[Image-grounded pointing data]
========================
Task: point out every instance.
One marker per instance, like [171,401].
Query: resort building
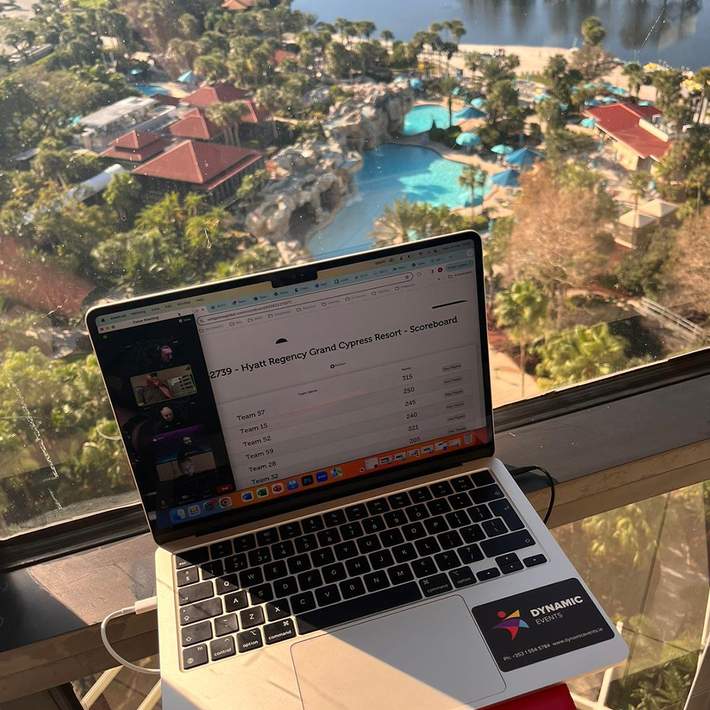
[637,141]
[135,147]
[196,166]
[134,112]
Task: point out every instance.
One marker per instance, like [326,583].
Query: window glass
[150,145]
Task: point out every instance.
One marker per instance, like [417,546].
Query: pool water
[150,89]
[389,172]
[420,118]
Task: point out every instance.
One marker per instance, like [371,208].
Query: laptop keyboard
[261,588]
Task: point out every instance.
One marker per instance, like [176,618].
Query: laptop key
[283,549]
[494,527]
[249,640]
[507,543]
[187,576]
[221,549]
[373,524]
[244,542]
[266,537]
[261,593]
[352,588]
[192,557]
[462,577]
[279,631]
[305,543]
[302,602]
[285,587]
[334,517]
[470,553]
[278,609]
[236,563]
[376,581]
[424,567]
[201,610]
[534,560]
[312,524]
[327,595]
[253,616]
[400,574]
[225,625]
[195,593]
[222,648]
[310,580]
[404,553]
[377,506]
[373,603]
[505,510]
[509,563]
[236,601]
[196,633]
[482,478]
[194,656]
[288,530]
[486,494]
[275,570]
[436,584]
[357,566]
[447,560]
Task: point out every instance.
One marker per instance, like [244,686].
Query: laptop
[314,451]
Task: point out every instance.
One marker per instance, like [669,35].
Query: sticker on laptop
[540,624]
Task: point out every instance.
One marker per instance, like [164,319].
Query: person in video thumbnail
[155,389]
[166,355]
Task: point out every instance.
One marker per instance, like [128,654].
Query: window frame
[104,527]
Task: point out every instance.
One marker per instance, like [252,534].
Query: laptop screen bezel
[338,489]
========================
## WHAT IS BEING ASKED
Return every line from the entries that holds the string "marker".

## YOUR RESPONSE
One marker per instance, like [171,401].
One marker per instance, like [326,583].
One marker per instance, like [417,546].
One marker per instance, like [371,208].
One marker per instance, like [176,618].
One marker per instance, like [244,686].
One marker per instance, like [669,35].
One marker per instance, like [164,319].
One marker per instance, like [128,654].
One marker per instance, like [252,534].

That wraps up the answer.